Data listing section start
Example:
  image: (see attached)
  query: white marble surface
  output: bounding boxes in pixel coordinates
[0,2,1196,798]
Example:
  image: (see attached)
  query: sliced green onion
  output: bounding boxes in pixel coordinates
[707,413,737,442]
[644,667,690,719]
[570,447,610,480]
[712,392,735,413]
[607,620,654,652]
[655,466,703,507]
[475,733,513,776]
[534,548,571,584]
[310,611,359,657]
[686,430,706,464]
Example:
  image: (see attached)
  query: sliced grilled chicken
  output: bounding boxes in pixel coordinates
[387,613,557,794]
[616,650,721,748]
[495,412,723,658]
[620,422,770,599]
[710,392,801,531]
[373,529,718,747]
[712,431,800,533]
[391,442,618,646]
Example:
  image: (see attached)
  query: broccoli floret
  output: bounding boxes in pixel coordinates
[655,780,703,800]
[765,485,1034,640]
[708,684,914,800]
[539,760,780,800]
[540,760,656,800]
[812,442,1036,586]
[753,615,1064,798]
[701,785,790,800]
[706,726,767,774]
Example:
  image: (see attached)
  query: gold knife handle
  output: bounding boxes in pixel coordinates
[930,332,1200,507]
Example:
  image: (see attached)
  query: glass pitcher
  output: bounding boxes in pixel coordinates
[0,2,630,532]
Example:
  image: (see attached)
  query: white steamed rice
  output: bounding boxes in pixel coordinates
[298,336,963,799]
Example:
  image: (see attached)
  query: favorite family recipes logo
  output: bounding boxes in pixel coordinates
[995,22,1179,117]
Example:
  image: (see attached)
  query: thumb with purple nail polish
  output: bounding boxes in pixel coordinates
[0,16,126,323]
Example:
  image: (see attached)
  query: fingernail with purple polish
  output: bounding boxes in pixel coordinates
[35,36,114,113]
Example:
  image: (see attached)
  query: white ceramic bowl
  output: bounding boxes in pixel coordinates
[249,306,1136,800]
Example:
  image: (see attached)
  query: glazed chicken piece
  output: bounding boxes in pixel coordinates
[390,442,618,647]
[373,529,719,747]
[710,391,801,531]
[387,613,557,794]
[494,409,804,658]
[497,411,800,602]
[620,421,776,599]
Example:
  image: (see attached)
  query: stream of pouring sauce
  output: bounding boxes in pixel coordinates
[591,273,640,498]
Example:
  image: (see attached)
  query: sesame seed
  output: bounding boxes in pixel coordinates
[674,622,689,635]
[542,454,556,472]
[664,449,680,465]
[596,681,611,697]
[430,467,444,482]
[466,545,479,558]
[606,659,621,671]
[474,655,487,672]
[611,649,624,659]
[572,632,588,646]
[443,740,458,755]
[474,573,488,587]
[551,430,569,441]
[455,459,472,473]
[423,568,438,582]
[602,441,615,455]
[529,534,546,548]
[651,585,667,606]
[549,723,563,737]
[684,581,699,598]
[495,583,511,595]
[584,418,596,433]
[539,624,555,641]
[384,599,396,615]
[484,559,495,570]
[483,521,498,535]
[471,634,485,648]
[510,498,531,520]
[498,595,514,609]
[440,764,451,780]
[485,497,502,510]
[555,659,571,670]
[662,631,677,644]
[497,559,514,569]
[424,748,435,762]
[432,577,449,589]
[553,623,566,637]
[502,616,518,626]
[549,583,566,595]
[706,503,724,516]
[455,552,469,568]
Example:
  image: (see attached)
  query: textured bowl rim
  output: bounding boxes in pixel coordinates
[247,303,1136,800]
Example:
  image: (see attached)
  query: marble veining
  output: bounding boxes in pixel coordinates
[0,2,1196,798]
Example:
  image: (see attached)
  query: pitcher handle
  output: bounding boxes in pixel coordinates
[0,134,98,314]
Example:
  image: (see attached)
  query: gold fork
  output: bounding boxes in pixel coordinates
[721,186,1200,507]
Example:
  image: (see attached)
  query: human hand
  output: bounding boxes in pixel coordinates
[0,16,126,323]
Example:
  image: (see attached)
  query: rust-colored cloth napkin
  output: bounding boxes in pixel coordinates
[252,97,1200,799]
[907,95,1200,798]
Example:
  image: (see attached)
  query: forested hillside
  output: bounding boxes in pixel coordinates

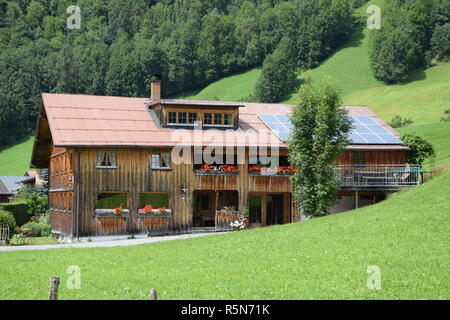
[0,0,361,148]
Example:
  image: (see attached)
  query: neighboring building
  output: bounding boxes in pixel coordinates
[25,170,46,186]
[0,179,13,203]
[0,176,35,203]
[30,80,421,240]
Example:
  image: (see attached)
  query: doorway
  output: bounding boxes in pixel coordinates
[248,192,291,227]
[193,190,239,228]
[266,194,284,225]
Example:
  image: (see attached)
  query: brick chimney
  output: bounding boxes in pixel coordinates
[150,76,161,101]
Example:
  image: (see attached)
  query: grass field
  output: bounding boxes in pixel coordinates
[398,122,450,170]
[0,136,34,176]
[175,68,261,101]
[0,168,448,300]
[344,63,450,125]
[298,0,385,98]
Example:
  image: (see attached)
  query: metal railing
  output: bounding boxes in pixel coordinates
[334,164,424,188]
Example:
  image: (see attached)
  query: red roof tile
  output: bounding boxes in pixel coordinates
[41,93,406,150]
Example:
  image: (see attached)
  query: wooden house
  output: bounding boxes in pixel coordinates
[30,80,420,240]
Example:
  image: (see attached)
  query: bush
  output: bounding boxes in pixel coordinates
[400,133,436,167]
[0,210,17,242]
[0,201,29,226]
[26,194,48,216]
[389,115,414,128]
[21,219,52,237]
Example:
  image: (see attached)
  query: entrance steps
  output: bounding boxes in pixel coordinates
[192,227,216,234]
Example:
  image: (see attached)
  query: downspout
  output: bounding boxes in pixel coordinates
[76,147,81,242]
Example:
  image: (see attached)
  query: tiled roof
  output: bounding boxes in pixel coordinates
[0,179,13,195]
[0,176,31,193]
[40,93,406,150]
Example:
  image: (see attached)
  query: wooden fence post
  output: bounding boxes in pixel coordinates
[149,288,158,300]
[49,277,60,300]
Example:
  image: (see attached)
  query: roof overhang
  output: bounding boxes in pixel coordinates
[30,98,53,168]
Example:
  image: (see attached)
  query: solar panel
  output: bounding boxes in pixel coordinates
[257,114,403,145]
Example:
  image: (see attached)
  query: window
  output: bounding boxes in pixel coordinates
[203,112,233,127]
[96,193,127,209]
[352,151,365,166]
[140,193,169,208]
[178,112,187,124]
[167,111,196,126]
[97,152,117,168]
[224,113,233,126]
[189,112,197,124]
[168,112,177,124]
[150,152,171,170]
[151,154,161,169]
[204,113,212,125]
[214,113,223,125]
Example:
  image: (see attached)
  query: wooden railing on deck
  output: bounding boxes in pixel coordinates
[334,164,427,188]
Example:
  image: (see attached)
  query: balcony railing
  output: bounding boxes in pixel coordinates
[334,164,425,188]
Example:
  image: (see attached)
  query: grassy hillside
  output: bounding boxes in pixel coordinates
[344,63,450,125]
[1,168,449,300]
[398,122,450,170]
[0,136,34,175]
[175,68,261,101]
[298,0,385,98]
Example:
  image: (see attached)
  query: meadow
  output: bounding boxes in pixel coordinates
[0,168,448,300]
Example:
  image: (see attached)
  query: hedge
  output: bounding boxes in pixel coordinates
[0,201,30,227]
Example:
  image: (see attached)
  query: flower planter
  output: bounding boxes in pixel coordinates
[138,209,173,217]
[195,170,239,176]
[95,209,130,218]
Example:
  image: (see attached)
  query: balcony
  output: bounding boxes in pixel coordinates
[334,165,427,189]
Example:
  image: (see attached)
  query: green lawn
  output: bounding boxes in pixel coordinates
[398,122,450,170]
[0,136,34,176]
[0,168,449,300]
[175,68,261,101]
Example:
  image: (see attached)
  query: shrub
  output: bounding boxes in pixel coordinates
[389,115,414,128]
[21,220,52,237]
[0,201,29,226]
[400,133,436,167]
[0,210,17,242]
[26,194,48,216]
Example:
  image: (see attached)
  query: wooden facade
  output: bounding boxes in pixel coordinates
[46,145,407,238]
[33,90,410,239]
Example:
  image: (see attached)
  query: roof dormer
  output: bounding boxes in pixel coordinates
[148,78,243,129]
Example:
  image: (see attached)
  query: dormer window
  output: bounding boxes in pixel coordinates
Data listing section end
Extract each line holding the word "dormer" from the records.

  query: roof dormer
  query: dormer window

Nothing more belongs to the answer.